BEGIN

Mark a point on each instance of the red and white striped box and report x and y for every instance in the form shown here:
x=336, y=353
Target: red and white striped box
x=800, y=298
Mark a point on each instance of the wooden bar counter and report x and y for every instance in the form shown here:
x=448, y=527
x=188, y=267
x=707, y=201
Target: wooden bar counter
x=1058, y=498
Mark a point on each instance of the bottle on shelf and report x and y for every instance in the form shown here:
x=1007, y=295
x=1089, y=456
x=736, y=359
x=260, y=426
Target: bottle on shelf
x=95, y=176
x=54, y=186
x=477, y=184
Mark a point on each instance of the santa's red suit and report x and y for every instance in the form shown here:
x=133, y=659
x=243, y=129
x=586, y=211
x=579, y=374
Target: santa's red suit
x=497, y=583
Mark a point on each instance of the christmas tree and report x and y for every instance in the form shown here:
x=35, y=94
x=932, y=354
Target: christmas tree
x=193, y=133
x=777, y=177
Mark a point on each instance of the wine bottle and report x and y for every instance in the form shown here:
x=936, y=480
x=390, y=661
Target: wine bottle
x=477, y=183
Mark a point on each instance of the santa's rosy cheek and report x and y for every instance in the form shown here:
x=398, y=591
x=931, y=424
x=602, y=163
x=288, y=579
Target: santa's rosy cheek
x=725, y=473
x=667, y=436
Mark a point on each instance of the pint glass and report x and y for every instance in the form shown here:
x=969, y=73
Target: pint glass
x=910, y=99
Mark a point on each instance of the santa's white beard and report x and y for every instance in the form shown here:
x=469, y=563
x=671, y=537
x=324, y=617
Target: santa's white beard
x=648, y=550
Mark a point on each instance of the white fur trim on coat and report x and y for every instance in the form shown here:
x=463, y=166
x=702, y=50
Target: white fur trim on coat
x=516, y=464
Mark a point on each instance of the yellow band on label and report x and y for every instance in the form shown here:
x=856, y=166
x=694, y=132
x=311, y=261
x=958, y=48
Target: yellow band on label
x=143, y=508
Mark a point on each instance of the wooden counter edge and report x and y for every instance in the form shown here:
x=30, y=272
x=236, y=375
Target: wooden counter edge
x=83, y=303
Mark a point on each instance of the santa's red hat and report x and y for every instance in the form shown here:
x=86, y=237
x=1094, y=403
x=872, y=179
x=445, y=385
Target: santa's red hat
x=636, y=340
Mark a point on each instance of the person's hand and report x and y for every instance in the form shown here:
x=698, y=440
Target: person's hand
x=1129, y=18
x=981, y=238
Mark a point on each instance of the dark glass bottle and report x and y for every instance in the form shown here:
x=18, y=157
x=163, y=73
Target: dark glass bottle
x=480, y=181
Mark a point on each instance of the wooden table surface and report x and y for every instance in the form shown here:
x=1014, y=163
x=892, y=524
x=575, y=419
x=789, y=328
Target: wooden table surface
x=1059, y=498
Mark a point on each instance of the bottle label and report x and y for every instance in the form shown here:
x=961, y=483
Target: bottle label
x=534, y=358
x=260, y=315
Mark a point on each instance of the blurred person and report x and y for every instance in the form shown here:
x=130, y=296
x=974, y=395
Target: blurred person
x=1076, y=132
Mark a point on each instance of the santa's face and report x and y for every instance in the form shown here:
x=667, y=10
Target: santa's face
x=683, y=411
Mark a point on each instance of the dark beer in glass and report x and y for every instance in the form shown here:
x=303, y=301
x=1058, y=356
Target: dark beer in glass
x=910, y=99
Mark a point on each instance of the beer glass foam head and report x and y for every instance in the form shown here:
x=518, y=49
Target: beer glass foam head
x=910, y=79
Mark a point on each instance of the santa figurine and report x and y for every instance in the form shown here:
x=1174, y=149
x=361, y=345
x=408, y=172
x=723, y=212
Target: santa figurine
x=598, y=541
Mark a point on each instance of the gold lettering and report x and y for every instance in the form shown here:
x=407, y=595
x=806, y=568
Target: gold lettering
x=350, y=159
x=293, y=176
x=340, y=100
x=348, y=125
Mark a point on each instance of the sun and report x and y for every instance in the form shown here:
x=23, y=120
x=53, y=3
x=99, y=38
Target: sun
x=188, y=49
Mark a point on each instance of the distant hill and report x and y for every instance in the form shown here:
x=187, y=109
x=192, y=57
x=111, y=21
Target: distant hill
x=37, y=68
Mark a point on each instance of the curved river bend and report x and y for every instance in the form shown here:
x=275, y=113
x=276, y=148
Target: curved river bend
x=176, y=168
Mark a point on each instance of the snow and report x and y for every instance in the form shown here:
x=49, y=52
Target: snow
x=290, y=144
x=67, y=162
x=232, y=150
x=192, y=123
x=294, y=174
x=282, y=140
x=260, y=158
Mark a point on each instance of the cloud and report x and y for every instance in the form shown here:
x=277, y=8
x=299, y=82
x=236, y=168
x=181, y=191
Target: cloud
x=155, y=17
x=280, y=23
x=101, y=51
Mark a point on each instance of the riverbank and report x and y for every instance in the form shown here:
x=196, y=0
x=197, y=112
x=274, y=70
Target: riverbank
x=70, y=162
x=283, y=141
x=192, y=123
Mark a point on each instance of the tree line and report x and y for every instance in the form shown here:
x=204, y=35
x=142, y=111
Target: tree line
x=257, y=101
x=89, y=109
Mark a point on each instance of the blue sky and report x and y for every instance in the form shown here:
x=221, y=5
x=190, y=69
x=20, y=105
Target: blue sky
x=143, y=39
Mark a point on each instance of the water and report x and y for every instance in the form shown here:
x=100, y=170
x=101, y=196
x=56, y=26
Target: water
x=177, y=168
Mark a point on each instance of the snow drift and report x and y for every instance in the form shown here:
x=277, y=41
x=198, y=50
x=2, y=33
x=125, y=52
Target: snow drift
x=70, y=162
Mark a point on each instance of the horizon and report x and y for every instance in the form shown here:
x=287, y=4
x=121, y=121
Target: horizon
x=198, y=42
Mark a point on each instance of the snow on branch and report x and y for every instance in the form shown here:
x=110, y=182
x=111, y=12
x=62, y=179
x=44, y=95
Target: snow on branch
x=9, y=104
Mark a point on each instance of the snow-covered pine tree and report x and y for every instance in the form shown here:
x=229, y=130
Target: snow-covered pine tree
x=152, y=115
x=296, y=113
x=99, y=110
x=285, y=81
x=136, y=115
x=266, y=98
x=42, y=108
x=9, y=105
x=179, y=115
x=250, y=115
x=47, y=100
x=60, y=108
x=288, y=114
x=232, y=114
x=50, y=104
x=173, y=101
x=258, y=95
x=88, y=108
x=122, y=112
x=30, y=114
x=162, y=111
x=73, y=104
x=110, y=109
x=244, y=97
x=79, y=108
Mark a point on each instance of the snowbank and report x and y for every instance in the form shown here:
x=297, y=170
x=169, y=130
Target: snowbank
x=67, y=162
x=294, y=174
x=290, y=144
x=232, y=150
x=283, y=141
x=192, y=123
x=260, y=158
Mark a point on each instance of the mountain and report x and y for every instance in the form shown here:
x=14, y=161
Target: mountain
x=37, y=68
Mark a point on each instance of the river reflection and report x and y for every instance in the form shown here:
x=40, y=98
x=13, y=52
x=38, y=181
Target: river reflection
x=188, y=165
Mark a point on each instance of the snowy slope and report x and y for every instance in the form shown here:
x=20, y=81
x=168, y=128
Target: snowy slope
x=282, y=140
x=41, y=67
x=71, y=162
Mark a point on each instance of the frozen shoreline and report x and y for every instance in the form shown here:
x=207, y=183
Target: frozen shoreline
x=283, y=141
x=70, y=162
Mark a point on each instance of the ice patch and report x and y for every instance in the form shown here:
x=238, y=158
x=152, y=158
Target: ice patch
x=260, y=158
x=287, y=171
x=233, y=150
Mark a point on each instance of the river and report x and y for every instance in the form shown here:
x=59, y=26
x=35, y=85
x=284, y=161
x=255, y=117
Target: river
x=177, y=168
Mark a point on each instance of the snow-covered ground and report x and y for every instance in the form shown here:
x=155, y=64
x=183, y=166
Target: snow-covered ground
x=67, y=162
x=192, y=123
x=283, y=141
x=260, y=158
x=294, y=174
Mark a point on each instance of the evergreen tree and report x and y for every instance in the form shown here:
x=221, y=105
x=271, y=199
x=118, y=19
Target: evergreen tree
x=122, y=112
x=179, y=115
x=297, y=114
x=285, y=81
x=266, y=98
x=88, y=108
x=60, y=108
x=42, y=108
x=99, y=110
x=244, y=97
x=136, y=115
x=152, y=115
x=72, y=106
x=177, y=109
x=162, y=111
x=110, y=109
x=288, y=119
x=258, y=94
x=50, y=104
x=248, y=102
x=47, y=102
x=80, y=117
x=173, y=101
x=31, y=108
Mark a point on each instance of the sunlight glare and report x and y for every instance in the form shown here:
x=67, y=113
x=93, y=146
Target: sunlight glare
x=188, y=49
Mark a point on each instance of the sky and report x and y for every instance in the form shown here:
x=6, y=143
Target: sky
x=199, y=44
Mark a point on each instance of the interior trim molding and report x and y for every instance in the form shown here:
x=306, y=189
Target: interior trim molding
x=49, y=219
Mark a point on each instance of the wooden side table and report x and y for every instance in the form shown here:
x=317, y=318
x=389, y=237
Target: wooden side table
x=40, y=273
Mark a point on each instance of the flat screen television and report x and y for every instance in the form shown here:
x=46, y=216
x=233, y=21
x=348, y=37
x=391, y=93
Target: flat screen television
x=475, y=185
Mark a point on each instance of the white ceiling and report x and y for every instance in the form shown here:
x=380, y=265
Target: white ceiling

END

> What the task requires
Retype, exactly and in full, the lines above from the one containing "Target: santa's red suit" through the one containing "x=288, y=579".

> The completed task
Target: santa's red suit
x=497, y=583
Mark a point on each instance of the christmas tree and report x and y for every instance in the form shown here:
x=35, y=94
x=932, y=354
Target: christmas tree
x=193, y=133
x=777, y=177
Mark a point on each instance of the wine bottle and report x and y for every instance in the form shown here:
x=936, y=480
x=390, y=661
Target: wine bottle
x=477, y=183
Mark a point on each instance of the santa's rosy cheek and report x and y for every instance in the form shown here:
x=398, y=591
x=931, y=424
x=602, y=163
x=288, y=579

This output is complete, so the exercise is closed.